§ Stated exercise: Reproduce the lines below, replacing "thickest part" with "widest part" wherever it occurs and leaving all other text unchanged.
Exercise materials start
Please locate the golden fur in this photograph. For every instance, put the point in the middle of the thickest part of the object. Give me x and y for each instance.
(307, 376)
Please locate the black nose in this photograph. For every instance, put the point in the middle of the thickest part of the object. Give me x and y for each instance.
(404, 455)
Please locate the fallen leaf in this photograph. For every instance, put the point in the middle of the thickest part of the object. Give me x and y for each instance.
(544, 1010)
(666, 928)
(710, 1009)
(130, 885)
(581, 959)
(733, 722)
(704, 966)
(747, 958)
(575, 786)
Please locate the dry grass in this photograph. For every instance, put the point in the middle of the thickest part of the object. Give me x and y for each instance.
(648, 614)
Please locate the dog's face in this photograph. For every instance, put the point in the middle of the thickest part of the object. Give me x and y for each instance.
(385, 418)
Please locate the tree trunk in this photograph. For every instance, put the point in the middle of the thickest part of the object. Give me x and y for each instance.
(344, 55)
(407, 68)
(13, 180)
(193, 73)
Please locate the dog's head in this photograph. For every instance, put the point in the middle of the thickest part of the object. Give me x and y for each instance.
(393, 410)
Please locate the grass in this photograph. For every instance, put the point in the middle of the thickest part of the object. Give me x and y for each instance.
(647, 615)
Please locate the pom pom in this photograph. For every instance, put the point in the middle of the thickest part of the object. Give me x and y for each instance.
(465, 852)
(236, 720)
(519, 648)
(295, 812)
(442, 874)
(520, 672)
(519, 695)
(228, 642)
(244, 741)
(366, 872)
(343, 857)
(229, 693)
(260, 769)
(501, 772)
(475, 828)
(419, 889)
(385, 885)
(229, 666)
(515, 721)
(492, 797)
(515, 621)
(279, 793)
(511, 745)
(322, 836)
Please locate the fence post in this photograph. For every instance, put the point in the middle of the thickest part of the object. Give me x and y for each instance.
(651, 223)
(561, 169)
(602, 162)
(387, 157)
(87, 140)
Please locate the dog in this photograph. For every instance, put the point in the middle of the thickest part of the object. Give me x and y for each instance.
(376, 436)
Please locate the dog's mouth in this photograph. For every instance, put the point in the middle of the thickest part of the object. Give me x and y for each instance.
Exercise materials end
§ Full output:
Please locate the golden fur in this photograph. For every instance, put the point in the middle of the widest part of the object. Give me x and y for each instance.
(307, 376)
Please locate the black nose in this photograph. For every instance, put the point in the middle of the widest part of the object. Give me x and y for each instance.
(404, 455)
Please locate the fallen leaf in this photograph. For every instance, put the point in the middle of the widest part of the object. Give me x and y for each instance.
(544, 1010)
(666, 928)
(710, 1009)
(130, 885)
(581, 959)
(733, 722)
(704, 966)
(747, 958)
(575, 786)
Please locate the dry grass in this photograph. For every instance, put the point in the middle of the widest part of the object. Give me x and y for each instance.
(648, 614)
Please locate the dog's face in this photograph. For every instance, put the point in the middle of the widest part of the object. Give me x and y for each instance.
(385, 418)
Please locate the tree trunk in this photograph. For every instance, put the point in the middle of the widest part of the object. Give me x and y for each instance.
(344, 55)
(407, 68)
(13, 180)
(193, 73)
Please locate the dog's head in this photograph. For every instance, put the point in the middle of the widest part of the object. Give me x and y for each instance.
(393, 410)
Please locate the grass in this photograph. For every instance, put the point in the middle of the widest part of the object. Give me x and y for each instance.
(647, 615)
Please locate the pom pom in this photograph. For every instance, put the point in the middle of the widest part of the object. Give me x and y for each instance.
(465, 852)
(236, 720)
(519, 648)
(295, 812)
(442, 874)
(520, 672)
(519, 695)
(228, 642)
(244, 741)
(366, 872)
(343, 857)
(229, 693)
(260, 769)
(501, 772)
(475, 828)
(419, 889)
(385, 885)
(229, 666)
(515, 721)
(492, 797)
(515, 621)
(279, 793)
(511, 745)
(322, 836)
Please locate the fence post in this photograph. For every instance, put the point in the middle of the widest part of the object. Give me x and y for each instance.
(651, 223)
(561, 169)
(602, 162)
(387, 157)
(87, 140)
Please locate the dog in this photograph. For every instance, put the point in the middle of the widest part of the object. Give me x and y for each instance.
(376, 436)
Please locate the dog's mouth in this photograph. For every instance, put the point in the middle of the widest part of the object. Give me x and y for each instance.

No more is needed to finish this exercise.